● Texto selecionado:
§ §
Ainda não chegamos lá, mas é o que buscamos. Fazemos música pra quem gosta de música, acima de tudo, pra quem não se importa com hype, ou com MTV ou com a banda cool do momento. Apesar de eu ser consumidor ávido de todo tipo de música, inclusive do que é hype, não é isso o que quero fazer musicalmente. Acho que tenho um trabalho autoral e sempre tentarei fazer as coisas do meu jeito,e agora, do nosso jeito. E como gosto muito de viajar, de conhecer pessoas, lugares, dividir o palco com bandas que não conheço, vamos fazer de tudo pra tocar pelo menos uma vez por ano nos EUA e Canadá e quem sabe na Argentina, Europa, Japão e pra onde conseguirmos ir.

E em relação ao Brasil? Alguma chance dessa banda ocupar mais espaço que as bandas originais de vocês, devido a repercussão que passou a ter agora? Quais os planos de vocês para a banda aqui?
§ §
● Dados:

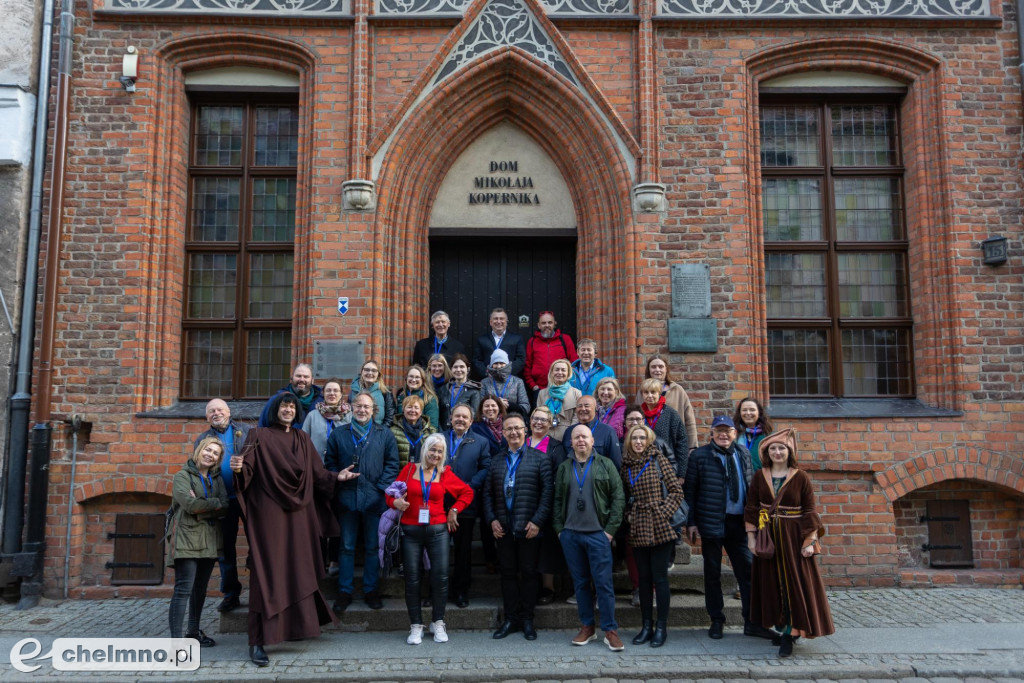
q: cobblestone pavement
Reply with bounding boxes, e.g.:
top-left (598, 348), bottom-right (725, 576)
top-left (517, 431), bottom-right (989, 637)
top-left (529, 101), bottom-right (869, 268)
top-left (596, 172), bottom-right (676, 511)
§ §
● Partes do exercício:
• A. Transcreva da entrevista, sem nenhuma alteração, o trecho que se inicia nas palavras que contêm "Ainda não chegamos" e se encerra em "a banda aqui?".
• B. Formate como lista numerada todas as linhas da seção Dados, omitindo as linhas em branco. Deixe as imagens de fora da resposta.
As linhas não têm relação alguma com a entrevista.

● Respostas por tarefa:
• A.
Ainda não chegamos lá, mas é o que buscamos. Fazemos música pra quem gosta de música, acima de tudo, pra quem não se importa com hype, ou com MTV ou com a banda cool do momento. Apesar de eu ser consumidor ávido de todo tipo de música, inclusive do que é hype, não é isso o que quero fazer musicalmente. Acho que tenho um trabalho autoral e sempre tentarei fazer as coisas do meu jeito,e agora, do nosso jeito. E como gosto muito de viajar, de conhecer pessoas, lugares, dividir o palco com bandas que não conheço, vamos fazer de tudo pra tocar pelo menos uma vez por ano nos EUA e Canadá e quem sabe na Argentina, Europa, Japão e pra onde conseguirmos ir.

E em relação ao Brasil? Alguma chance dessa banda ocupar mais espaço que as bandas originais de vocês, devido a repercussão que passou a ter agora? Quais os planos de vocês para a banda aqui?

• B.
1. q: cobblestone pavement
2. Reply with bounding boxes, e.g.:
3. top-left (598, 348), bottom-right (725, 576)
4. top-left (517, 431), bottom-right (989, 637)
5. top-left (529, 101), bottom-right (869, 268)
6. top-left (596, 172), bottom-right (676, 511)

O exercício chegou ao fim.